* BEGIN MATERIAL FOR THE TASK *

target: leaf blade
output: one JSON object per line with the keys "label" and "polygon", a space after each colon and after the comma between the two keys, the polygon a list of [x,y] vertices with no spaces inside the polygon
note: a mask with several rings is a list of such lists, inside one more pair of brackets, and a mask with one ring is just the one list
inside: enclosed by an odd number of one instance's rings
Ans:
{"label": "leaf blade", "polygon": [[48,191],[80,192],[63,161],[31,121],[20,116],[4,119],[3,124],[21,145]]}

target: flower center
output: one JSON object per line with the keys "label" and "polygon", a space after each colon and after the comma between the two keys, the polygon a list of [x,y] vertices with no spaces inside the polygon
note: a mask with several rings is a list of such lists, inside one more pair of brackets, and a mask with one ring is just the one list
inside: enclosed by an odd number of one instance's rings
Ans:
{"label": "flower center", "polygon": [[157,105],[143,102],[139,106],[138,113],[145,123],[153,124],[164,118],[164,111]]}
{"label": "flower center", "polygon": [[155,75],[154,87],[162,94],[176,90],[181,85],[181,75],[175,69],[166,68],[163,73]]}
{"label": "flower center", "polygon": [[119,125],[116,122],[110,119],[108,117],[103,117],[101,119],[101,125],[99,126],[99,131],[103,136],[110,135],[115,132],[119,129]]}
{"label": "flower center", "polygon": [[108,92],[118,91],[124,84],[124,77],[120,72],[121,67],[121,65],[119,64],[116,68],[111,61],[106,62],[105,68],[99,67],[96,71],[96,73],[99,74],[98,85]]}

* END MATERIAL FOR THE TASK *

__WHAT IS REQUIRED__:
Reproduce every line of the records above with each occurrence of "rings" switched to "contours". Keep all other text identical.

__THE REPLY__:
target: leaf blade
output: one JSON object per line with the keys "label" and "polygon", a space after each colon and after the comma between the two keys, the polygon a list of [x,y] vertices with no spaces inside the polygon
note: a mask with several contours is a list of such lists, inside one more pair of brackets, and a mask with one ring is just the one list
inside: enclosed by an odd number of one instance's contours
Ans:
{"label": "leaf blade", "polygon": [[48,191],[80,192],[63,161],[31,121],[20,116],[4,119],[3,124],[21,145]]}

target: flower center
output: one JSON object per line with the keys "label" and "polygon", a space after each colon and after the comma between the two keys, the polygon a list of [x,y] vertices with no spaces inside the polygon
note: a mask with several contours is a list of such lists, inside one more pair of brackets, and a mask with one ring is just the one list
inside: enclosed by an odd number of one instance's contours
Ans:
{"label": "flower center", "polygon": [[157,105],[143,102],[139,106],[138,113],[145,123],[153,124],[164,118],[164,111]]}
{"label": "flower center", "polygon": [[155,75],[154,87],[162,94],[176,90],[181,85],[181,75],[175,69],[166,68],[163,73]]}
{"label": "flower center", "polygon": [[119,125],[116,122],[110,119],[108,117],[103,117],[101,119],[101,125],[99,126],[99,131],[103,136],[110,135],[115,132],[119,129]]}
{"label": "flower center", "polygon": [[108,92],[118,91],[124,84],[124,77],[120,72],[121,67],[121,65],[119,64],[116,68],[111,61],[106,62],[105,68],[99,67],[96,71],[96,73],[99,74],[98,85]]}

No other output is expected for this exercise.